● **EXERCISE INSTRUCTIONS**
1 > In the Zeo maintenance text, what is the copy that zeo makes of itself before packing called?
2 > Extend the Zeo maintenance text, picking up after its last sentence.
— start SELECTED EXCERPT —
Maintenance


Just like with backups, you should be able to run any maintenance script at any time under any load. You never know when things will be run on accident! If you need tips on how to run these processes under live load, please review the backups section.

 

Packing Zeo 

The number one rule to maintain a healthy system is "you must pack your zeos!". Zeodb keeps eons of revisions in its database, many more than you will ever need. If you leave it running without packing, the size can double quickly if you have lots of edits. Think of it as a colon cleans for your data. Many will testify that after a pack your site will seem speedy and responsive.

 

If you are worried about recovering data for legal reasons, have no fear. Before packing, zeo makes a copy of itself "in place" before packing called Data.fs.old. In theory, you can just rename the extension and get this baby up and running with the before pack database. In reality, there is a lot that could happen here so be careful that you are still taking regular backups and not depending on these as backups.

 

One thing to remember is if you have just packed your database, all of your backups with repozo will need to start with a full copy again. This means that there will be more tax on your disk at this time as a full backup is taken. After each pack, repozo does a full backup and then incrementals until the next pack. It would be who of you to schedule packing at hours of system slowness, immediately followed by a fresh backup.

 

If you have not been a careful little code monkey or your sys admins are plotting your demise, things can go very wrong. In particular, if you are mounting multiple databases and have cut & pasted content between multiple mounts you will start to see POSKeyErrors and the like as soon as you pack/restart. Make sure you have those backups in place or you will immediately regret it.
— end SELECTED EXCERPT —
— start STORED DATA —
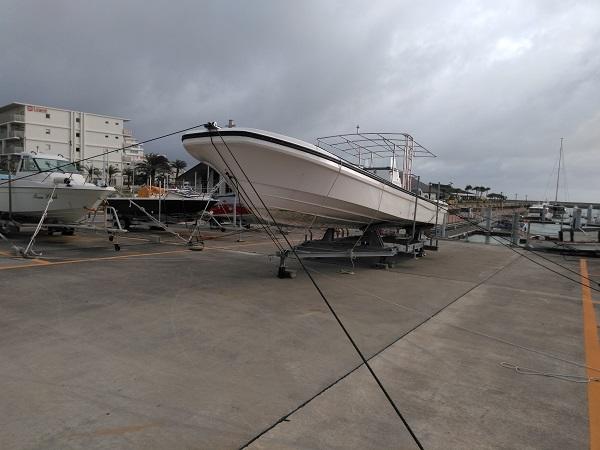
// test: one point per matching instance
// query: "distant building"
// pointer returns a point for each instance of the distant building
(74, 135)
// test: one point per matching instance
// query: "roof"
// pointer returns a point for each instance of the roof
(10, 106)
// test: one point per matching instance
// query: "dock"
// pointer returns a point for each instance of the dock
(157, 346)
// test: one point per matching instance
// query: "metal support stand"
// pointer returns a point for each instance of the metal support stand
(370, 245)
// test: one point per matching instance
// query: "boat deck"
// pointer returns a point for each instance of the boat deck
(158, 346)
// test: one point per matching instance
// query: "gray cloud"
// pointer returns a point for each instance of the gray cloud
(488, 86)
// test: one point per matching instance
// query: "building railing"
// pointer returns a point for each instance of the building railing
(12, 117)
(16, 134)
(13, 149)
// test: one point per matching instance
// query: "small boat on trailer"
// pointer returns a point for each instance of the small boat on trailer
(28, 181)
(344, 182)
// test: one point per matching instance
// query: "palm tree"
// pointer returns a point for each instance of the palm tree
(91, 172)
(128, 173)
(178, 165)
(152, 164)
(111, 172)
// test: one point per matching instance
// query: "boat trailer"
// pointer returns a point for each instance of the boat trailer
(372, 243)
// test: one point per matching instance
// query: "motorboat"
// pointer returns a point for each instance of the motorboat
(545, 212)
(166, 205)
(336, 183)
(539, 212)
(28, 180)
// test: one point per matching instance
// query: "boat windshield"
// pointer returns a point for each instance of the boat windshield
(55, 165)
(9, 162)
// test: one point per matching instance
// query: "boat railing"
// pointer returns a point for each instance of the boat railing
(392, 151)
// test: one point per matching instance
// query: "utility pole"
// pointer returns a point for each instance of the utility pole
(558, 175)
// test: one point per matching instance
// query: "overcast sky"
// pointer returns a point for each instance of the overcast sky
(490, 87)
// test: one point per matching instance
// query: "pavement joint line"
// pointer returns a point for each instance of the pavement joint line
(73, 261)
(592, 355)
(376, 353)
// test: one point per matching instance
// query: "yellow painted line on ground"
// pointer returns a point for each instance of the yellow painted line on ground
(73, 261)
(592, 355)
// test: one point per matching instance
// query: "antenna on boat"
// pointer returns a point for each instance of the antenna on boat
(211, 126)
(558, 175)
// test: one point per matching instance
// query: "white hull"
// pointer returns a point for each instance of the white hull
(69, 204)
(302, 185)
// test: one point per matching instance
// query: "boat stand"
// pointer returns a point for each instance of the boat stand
(110, 224)
(371, 244)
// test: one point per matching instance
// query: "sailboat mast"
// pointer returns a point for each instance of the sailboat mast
(558, 175)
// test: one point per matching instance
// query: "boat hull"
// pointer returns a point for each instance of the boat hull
(69, 205)
(302, 185)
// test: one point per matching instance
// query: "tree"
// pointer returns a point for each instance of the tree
(178, 165)
(479, 190)
(128, 173)
(111, 172)
(153, 164)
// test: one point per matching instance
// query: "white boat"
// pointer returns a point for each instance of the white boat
(304, 185)
(539, 212)
(27, 180)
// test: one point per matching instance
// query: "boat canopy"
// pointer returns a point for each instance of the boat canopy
(378, 152)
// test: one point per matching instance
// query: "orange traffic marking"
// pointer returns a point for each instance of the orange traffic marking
(73, 261)
(592, 356)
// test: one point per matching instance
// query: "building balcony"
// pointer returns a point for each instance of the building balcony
(14, 117)
(13, 134)
(13, 149)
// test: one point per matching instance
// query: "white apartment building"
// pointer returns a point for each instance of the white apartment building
(95, 138)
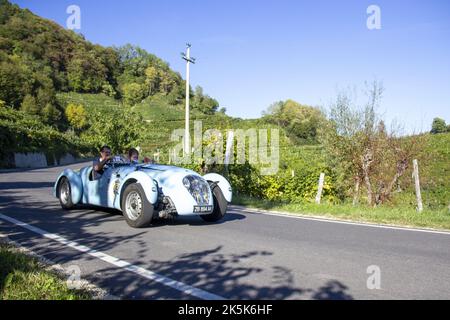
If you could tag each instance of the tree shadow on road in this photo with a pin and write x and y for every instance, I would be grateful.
(226, 275)
(232, 275)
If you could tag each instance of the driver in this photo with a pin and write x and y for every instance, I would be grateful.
(101, 164)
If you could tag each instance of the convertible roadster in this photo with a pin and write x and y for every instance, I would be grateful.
(145, 191)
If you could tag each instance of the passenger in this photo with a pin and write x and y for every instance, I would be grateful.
(133, 156)
(101, 164)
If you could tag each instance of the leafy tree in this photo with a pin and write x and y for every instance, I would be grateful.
(133, 93)
(77, 116)
(51, 114)
(86, 73)
(152, 80)
(438, 126)
(361, 151)
(121, 129)
(300, 121)
(29, 105)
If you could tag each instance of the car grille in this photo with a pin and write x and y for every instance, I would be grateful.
(198, 188)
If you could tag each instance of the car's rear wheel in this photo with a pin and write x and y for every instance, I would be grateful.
(65, 194)
(220, 205)
(137, 210)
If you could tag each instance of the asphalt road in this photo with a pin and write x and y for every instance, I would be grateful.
(249, 255)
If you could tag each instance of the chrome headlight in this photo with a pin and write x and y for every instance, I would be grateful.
(198, 188)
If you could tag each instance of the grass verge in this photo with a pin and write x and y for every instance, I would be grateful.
(400, 216)
(23, 277)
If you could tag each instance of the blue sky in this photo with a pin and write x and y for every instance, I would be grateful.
(251, 53)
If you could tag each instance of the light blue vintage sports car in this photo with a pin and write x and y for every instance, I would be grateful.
(145, 191)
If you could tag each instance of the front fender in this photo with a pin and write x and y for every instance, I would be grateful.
(148, 184)
(76, 186)
(223, 184)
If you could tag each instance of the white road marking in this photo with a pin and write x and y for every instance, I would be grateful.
(303, 217)
(187, 289)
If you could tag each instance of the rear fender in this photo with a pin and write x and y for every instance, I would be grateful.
(148, 184)
(223, 184)
(76, 186)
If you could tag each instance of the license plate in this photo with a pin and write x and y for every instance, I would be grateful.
(203, 209)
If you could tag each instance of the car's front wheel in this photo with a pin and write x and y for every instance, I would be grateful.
(137, 210)
(65, 194)
(220, 205)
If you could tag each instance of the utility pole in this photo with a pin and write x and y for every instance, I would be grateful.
(187, 56)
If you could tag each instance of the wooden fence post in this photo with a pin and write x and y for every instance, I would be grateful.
(319, 191)
(417, 185)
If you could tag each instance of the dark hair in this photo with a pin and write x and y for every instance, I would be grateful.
(102, 149)
(132, 151)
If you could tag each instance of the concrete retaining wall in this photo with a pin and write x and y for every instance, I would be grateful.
(39, 160)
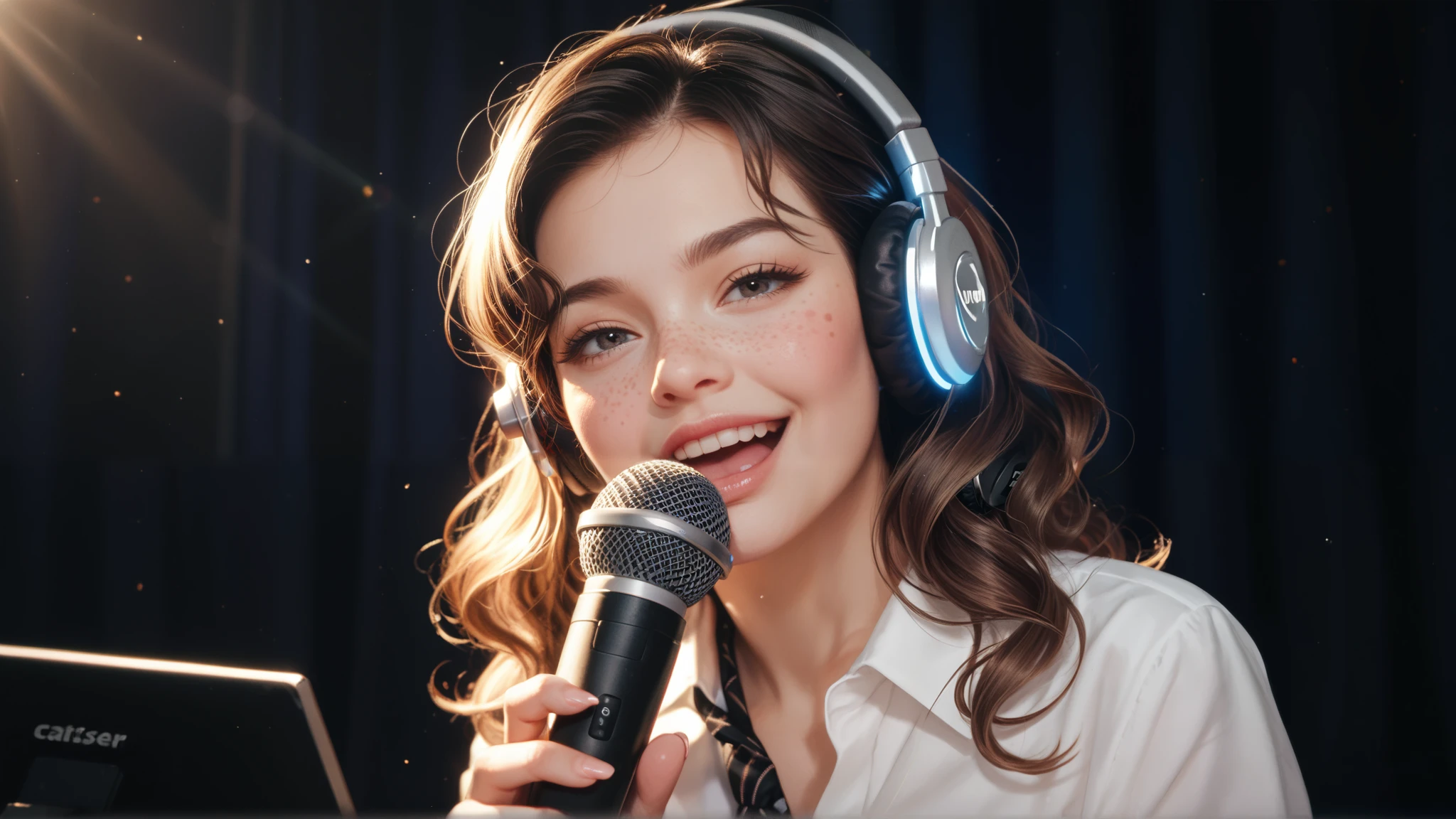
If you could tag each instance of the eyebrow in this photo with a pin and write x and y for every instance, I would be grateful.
— end STORED DATA —
● **TASK-BY-TASK RESULTS**
1 > Data.fs.old

2 >
 

Sample packing script for linux that you can run with cron weekly, nightly, or ever so rightly.

 

Managing Multiple Boxes 

When talking about building systems, you move from building modules of software to automating system management tasks. Anything that could be automated should. Scripts for deploys, packing, backups, etc should all be in place. It becomes particularly interesting when you need to run these on multiple machines - i.e. to do a rolling restart of all zope servers. There are many tools out there to help with that.

 

Running Batch/Cron Jobs Smartly

Summary: When writing maintenance, backup, etc... scripts make sure they can run at ANY time of the day under ANY load without affecting the stability and responsiveness of the system.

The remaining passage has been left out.